Instructions to follow
Retype the lines of the material below character for character, starting at the line with "Exercise. Mark the blonde" and ending with, and including, the line with "pixel 617 837".

········

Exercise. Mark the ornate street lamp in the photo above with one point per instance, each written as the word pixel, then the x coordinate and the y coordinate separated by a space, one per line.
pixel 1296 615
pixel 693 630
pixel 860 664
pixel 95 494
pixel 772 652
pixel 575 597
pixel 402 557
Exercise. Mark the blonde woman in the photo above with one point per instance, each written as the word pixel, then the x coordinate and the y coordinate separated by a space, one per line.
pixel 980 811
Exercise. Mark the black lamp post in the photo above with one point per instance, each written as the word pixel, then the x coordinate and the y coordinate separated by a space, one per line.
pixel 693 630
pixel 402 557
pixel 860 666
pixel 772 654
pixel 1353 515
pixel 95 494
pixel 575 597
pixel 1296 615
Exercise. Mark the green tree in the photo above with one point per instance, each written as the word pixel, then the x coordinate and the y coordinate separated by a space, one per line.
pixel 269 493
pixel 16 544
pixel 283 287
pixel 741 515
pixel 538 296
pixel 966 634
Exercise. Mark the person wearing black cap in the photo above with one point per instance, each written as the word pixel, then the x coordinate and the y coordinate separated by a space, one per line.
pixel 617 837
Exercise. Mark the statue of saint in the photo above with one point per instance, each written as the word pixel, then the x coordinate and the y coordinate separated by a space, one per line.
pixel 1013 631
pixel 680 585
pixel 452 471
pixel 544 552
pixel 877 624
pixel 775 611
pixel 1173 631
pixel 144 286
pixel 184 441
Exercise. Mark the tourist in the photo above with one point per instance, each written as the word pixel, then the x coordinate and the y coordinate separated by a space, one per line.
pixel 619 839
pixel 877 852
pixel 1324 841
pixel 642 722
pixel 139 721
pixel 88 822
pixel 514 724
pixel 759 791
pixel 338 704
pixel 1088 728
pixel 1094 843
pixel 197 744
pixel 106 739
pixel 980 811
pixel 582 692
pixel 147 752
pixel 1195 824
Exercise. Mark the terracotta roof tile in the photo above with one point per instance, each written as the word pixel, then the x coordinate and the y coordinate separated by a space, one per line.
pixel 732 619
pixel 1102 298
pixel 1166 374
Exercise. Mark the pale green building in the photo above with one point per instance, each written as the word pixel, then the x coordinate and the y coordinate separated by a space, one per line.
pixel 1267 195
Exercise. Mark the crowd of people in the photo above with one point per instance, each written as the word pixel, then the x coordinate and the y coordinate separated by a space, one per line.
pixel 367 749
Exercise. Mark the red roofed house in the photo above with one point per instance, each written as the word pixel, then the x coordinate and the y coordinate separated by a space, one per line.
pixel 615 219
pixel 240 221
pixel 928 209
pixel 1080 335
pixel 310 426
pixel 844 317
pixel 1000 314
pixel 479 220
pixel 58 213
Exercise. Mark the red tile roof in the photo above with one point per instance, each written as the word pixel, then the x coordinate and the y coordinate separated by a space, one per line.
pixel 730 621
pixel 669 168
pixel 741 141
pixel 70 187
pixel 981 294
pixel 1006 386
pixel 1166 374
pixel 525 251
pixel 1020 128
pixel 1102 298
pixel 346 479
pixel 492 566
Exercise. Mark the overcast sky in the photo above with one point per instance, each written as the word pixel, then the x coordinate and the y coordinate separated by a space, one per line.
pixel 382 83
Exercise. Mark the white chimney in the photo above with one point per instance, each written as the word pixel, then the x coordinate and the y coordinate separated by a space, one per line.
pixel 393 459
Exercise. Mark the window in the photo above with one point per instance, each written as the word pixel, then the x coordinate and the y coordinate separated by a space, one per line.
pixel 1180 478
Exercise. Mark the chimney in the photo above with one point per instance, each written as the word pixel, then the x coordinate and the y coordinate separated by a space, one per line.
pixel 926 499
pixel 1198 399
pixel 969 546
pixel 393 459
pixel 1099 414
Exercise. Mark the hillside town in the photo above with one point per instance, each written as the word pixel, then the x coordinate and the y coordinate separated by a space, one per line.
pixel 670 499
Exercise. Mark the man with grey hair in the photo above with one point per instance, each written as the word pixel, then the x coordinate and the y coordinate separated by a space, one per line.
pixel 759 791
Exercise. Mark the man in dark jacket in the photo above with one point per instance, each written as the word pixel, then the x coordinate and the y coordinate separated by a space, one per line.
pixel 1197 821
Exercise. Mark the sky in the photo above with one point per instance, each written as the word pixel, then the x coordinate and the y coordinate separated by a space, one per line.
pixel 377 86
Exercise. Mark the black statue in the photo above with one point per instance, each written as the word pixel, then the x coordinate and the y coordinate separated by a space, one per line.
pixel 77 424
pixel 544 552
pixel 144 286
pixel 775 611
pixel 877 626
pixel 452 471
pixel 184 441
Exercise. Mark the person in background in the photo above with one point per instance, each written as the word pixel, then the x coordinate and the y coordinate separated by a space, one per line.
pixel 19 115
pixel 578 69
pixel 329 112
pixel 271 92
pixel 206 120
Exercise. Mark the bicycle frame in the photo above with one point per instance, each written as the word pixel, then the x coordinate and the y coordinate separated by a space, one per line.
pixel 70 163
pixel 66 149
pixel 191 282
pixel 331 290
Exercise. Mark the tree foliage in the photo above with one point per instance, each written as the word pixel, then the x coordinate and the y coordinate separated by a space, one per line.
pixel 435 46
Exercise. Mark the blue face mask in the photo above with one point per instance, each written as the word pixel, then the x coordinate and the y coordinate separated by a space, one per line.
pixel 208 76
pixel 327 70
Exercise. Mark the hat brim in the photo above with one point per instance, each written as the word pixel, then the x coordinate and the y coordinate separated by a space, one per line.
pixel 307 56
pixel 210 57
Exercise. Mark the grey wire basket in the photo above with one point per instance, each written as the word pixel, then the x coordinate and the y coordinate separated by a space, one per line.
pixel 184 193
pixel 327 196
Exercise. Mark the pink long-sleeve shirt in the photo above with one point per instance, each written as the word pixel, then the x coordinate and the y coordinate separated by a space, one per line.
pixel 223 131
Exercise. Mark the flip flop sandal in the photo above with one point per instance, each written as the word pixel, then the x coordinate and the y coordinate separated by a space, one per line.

········

Reply to the task
Exercise. Mark the blonde woman in the photo above with one point per instance, each written as the word pixel, then the x coordinate and the y coordinate separated by a space, one per line.
pixel 980 811
Exercise. Mark the black lamp post in the photo above with one point per instance, each written as the word pixel, then the x coordinate and the y coordinate separated by a space, one per line.
pixel 693 630
pixel 402 557
pixel 860 666
pixel 772 654
pixel 1353 515
pixel 95 494
pixel 575 597
pixel 1296 615
Exercise. Mark the green tree in the photo above with one point per instance, each written as the word pixel, then the x coordinate and the y coordinate separated by a space, one per line.
pixel 269 493
pixel 16 544
pixel 283 287
pixel 741 515
pixel 538 296
pixel 966 634
Exercise. Mark the person wearing black cap in the photo above with one point per instance, each written as the word pixel, then the x coordinate and the y coordinate separated by a space, one per line.
pixel 617 837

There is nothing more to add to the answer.